---------- DATA TO PROCESS ----------

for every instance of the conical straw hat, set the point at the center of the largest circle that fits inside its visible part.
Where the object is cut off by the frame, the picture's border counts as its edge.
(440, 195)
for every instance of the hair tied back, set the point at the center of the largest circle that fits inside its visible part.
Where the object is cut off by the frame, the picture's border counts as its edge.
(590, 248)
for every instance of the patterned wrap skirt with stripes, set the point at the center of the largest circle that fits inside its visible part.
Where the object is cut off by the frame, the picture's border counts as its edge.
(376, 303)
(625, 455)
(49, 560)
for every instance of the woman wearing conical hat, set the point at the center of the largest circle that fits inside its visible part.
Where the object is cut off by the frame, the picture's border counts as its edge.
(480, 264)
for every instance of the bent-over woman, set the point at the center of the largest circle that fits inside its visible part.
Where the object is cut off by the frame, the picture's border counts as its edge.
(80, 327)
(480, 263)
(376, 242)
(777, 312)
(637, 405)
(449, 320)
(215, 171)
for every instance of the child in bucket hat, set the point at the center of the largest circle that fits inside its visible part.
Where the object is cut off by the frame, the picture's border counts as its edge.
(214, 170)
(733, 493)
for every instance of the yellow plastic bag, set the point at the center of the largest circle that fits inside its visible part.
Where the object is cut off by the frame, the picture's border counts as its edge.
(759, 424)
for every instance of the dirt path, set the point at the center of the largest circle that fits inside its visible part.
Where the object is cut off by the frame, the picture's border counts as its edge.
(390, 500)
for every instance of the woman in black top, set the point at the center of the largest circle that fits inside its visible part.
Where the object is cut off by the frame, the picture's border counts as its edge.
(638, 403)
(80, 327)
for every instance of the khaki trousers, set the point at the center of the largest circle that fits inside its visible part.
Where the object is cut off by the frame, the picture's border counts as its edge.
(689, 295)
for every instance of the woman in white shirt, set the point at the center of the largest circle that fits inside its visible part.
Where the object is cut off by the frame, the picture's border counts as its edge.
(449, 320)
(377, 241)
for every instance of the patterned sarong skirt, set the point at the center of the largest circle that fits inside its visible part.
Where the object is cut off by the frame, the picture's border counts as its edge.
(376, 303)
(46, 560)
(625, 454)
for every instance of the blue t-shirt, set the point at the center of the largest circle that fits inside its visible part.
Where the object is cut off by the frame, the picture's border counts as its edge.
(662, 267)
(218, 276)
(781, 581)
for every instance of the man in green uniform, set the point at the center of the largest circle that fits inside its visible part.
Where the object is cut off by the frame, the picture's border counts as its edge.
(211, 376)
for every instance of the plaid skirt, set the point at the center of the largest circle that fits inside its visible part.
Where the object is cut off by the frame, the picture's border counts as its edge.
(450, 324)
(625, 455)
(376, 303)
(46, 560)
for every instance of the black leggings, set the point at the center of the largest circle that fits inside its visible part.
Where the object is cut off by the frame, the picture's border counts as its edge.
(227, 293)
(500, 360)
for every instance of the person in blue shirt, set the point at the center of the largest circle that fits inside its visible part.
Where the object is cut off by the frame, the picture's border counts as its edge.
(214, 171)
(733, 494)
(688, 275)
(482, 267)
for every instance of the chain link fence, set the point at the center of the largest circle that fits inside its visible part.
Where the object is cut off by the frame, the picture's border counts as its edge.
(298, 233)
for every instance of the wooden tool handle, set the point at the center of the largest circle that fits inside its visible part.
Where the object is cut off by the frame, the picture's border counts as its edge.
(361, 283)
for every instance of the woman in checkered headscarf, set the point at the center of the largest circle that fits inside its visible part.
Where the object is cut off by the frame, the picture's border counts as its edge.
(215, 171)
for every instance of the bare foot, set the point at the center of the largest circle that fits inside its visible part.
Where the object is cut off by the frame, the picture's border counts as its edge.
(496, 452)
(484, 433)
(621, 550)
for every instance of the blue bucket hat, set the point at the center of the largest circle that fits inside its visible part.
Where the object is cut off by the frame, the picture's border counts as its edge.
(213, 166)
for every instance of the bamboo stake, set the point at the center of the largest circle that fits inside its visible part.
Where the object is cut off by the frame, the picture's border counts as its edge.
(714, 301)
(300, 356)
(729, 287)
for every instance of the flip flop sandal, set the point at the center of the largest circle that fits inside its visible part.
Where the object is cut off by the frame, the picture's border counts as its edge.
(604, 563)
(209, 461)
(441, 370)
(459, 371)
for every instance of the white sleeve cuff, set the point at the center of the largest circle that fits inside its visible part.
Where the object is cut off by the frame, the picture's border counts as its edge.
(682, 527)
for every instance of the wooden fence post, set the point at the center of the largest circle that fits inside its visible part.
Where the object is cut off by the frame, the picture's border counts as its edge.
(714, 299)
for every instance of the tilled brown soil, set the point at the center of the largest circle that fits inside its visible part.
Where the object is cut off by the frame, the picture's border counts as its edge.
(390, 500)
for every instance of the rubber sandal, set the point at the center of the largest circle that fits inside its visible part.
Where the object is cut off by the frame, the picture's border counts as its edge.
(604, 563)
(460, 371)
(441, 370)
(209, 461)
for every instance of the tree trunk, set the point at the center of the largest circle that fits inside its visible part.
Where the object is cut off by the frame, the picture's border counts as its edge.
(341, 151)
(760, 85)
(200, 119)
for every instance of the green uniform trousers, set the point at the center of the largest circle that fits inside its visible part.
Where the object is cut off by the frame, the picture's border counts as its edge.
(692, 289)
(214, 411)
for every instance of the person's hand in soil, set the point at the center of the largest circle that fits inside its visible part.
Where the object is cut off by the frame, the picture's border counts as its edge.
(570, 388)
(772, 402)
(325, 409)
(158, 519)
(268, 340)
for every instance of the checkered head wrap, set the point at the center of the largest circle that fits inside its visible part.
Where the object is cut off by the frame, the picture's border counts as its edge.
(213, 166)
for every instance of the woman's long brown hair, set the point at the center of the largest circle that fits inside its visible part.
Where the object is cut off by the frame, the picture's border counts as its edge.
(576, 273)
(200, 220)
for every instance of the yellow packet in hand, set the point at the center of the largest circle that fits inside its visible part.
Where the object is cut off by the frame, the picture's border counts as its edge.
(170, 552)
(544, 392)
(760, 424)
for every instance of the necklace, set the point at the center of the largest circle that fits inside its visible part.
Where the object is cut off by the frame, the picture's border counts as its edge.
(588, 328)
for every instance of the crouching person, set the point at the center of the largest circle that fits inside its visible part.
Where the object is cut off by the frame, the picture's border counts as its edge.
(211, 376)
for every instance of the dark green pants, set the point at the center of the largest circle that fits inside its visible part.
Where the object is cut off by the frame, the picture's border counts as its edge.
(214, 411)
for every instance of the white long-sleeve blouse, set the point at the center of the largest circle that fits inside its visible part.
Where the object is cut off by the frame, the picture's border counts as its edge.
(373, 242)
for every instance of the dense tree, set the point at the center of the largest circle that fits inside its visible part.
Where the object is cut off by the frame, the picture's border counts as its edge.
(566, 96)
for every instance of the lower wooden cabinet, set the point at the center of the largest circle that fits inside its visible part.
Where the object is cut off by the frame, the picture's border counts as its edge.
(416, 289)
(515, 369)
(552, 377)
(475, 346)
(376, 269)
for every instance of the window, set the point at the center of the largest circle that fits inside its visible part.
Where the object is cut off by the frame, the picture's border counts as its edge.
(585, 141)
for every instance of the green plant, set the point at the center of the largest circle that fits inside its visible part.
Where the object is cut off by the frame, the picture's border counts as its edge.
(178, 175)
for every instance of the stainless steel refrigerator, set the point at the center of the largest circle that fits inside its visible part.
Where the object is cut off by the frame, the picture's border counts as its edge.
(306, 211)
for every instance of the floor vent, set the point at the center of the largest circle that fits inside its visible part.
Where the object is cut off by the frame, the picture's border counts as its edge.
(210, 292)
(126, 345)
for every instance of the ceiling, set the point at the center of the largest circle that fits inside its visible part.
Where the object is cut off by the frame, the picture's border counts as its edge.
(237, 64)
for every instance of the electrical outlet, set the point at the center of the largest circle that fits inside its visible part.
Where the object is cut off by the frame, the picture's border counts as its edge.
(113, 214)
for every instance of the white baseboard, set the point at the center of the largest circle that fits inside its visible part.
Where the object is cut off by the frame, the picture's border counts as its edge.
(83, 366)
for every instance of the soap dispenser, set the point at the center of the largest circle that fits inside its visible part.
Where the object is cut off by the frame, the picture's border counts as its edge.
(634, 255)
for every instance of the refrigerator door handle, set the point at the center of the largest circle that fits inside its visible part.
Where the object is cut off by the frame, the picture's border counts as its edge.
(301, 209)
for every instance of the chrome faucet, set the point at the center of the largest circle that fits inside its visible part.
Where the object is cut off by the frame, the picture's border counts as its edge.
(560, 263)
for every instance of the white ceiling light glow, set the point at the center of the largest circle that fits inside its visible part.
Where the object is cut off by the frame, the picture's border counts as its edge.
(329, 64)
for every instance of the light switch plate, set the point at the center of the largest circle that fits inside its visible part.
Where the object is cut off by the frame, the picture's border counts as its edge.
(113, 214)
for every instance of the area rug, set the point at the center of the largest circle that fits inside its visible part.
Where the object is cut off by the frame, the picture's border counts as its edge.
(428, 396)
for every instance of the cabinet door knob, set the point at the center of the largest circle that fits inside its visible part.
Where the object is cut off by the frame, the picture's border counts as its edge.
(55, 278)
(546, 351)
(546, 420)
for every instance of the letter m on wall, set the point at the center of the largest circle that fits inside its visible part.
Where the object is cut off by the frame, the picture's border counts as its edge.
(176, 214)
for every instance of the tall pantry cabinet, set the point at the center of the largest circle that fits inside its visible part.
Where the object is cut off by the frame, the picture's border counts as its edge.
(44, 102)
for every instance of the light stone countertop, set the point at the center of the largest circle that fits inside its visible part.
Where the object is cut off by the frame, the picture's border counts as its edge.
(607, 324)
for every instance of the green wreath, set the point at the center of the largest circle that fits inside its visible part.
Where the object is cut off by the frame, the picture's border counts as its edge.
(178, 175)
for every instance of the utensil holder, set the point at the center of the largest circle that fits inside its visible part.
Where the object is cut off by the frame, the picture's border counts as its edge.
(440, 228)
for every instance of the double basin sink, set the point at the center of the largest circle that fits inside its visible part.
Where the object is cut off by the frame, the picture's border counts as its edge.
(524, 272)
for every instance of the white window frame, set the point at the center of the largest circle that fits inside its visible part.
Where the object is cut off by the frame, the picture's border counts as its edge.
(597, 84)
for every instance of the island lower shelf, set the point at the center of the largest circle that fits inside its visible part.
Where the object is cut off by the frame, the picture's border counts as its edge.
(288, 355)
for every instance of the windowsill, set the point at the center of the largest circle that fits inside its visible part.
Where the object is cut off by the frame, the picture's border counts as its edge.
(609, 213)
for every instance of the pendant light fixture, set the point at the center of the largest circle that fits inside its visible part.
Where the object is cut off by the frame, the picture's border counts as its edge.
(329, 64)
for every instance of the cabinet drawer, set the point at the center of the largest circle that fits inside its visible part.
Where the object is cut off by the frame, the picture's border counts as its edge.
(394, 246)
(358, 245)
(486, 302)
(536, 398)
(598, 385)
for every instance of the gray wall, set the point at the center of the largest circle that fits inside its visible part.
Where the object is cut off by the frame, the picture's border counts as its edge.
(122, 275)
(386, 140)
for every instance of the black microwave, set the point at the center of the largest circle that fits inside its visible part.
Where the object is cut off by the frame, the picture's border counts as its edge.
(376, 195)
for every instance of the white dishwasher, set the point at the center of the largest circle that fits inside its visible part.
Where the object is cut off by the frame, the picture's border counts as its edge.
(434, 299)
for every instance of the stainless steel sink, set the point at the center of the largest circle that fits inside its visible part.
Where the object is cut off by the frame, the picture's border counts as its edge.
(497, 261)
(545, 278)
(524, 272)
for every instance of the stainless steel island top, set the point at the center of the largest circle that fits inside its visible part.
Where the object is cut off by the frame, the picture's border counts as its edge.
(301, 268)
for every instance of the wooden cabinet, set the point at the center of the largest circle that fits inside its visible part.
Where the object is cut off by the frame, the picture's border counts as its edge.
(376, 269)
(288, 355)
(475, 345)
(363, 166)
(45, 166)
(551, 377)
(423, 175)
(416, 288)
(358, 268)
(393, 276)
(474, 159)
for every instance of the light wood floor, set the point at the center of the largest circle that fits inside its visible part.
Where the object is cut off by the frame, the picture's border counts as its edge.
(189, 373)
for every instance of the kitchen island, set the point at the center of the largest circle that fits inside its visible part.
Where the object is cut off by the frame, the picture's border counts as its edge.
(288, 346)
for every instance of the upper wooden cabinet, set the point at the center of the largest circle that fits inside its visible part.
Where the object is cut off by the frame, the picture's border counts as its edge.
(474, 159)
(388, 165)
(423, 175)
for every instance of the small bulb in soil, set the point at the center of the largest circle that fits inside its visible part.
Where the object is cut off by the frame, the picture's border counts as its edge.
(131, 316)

----------

PROBLEM DETAILS -> Scan the records above and show every line in which the word "long" occurs.

SOLUTION ->
for every instance of the woman's long brown hair, set the point at the center of the largest circle that fits inside its visible part.
for every instance of the white long-sleeve blouse, set the point at the center of the largest circle that fits inside its visible part.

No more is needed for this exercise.